### 精選節錄
MapReduce業務－圖片關聯計算

哥不是小蘿莉發表於2015-09-02

1.概述

　　最近在和人交流時談到資料相似度和資料共性問題，而剛好在業務層面有類似的需求，今天和大家分享這類問題的解決思路，分享目錄如下所示：

業務背景
編碼實踐
預覽截圖

　　下面開始今天的內容分享。

2.業務背景

　　目前有這樣一個背景，在一大堆資料中，裡面存放著圖片的相關資訊，如下圖所示：

　　上圖只是給大家列舉的一個示例資料格式，第一列表示自身圖片，第二、第三......等列表示與第一列相關聯的圖片資訊。那麼我們從這堆資料中如何找出他們擁有相同圖片資訊的圖片。

2.1 實現思路

　　那麼，我們在明確了上述需求後，下面我們來分析它的實現思路。首先，我們通過上圖所要實現的目標結果，其最終計算結果如下所示：

pic_001pic_002 pic_003,pic_004,pic_005
pic_001pic_003 pic_002,pic_005
pic_001pic_004 pic_002,pic_005
pic_001pic_005 pic_002,pic_003,pic_004
......

　　結果如上所示，找出兩兩圖片之間的共性圖片，結果未列完整，只是列舉了部分，具體結果大家可以參考截圖預覽的相關資訊。

　　下面給大家介紹解決思路，通過觀察資料，我們可以發現在上述資料當中，我們要計算圖片兩兩的共性圖片，可以從關聯圖片入手，在關聯圖片中我們可以找到共性圖片的關聯資訊，比如：我們要計算pic001pic002圖片的共性圖片，我們可以在關聯圖片中找到兩者（pic001pic002組合）後對應的自身圖片（key），最後在將所有的key求並集即為兩者的共性圖片資訊，具體資訊如下圖所示：

　　通過上圖，我們可以知道具體的實現思路，步驟如下所示：

第一步：拆分資料，關聯資料兩兩組合作為Key輸出。
第二步：將相同Key分組，然後求並集得到計算結果。

　　這裡使用一個MR來完成此項工作，在明白了實現思路後，我們接下來去實現對應的編碼。

3.編碼實踐

拆分資料，兩兩組合。

public static class PictureMap extends Mapper<LongWritable, Text, Text, Text> {

        @Override
        protected void map(LongWritable key, Text value, Mapper<LongWritable, Text, Text, Text>.Context context)

### 資料節選
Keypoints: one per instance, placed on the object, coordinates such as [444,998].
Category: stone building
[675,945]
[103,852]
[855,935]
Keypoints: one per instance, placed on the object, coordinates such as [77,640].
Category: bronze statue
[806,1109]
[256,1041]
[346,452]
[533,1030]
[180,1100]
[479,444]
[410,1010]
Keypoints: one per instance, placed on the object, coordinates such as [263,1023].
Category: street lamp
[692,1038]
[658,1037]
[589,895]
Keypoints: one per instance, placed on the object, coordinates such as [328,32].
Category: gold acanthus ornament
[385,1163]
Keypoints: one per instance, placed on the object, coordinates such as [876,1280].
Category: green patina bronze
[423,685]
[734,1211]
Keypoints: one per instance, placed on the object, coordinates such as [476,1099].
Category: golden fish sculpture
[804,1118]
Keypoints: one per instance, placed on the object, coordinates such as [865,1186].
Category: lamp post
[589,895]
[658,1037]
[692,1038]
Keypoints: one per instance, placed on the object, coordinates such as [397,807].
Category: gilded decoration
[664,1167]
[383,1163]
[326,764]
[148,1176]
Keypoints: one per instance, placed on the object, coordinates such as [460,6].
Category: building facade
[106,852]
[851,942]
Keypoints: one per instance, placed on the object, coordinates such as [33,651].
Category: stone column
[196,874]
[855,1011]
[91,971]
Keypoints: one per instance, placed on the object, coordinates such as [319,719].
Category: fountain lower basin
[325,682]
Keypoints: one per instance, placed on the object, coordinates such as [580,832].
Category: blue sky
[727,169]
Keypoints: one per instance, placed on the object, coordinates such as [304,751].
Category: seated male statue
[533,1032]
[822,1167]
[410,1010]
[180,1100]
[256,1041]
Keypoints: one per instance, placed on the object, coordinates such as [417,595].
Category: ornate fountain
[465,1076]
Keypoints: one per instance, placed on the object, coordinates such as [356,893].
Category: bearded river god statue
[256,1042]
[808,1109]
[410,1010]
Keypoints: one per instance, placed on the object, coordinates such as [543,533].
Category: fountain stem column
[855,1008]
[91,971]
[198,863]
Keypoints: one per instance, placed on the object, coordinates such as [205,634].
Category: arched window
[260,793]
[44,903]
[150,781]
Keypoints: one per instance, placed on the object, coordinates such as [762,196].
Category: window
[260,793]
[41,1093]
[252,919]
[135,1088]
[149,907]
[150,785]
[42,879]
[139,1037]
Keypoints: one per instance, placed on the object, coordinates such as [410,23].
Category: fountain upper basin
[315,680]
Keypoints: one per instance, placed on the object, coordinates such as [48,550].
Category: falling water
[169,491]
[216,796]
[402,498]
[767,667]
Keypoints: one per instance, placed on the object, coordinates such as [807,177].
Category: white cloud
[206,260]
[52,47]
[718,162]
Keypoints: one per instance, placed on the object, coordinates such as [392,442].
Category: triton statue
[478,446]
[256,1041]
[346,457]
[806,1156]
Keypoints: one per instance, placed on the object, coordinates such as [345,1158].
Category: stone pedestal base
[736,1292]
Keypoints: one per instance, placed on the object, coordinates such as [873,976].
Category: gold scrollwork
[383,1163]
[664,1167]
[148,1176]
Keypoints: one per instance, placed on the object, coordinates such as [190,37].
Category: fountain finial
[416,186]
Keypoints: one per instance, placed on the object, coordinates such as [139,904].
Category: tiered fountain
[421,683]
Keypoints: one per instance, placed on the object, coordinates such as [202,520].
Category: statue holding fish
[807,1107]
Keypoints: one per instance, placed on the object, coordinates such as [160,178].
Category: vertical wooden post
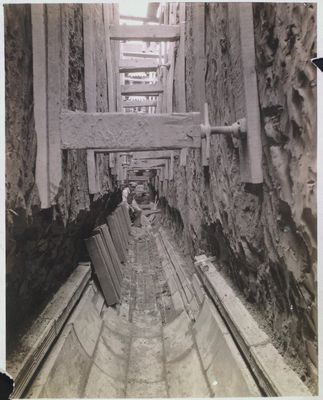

### 給定任務
根據上方關於圖片關聯計算的文章，回答以下問題：
(a) 示例資料中的第一列表示什麼？
(b) 實現思路的第二步是什麼？
(c) 文中使用幾個MR來完成此項工作？

### 參考答案
(a) 第一列表示自身圖片。
(b) 將相同Key分組，然後求並集得到計算結果。
(c) 使用一個MR。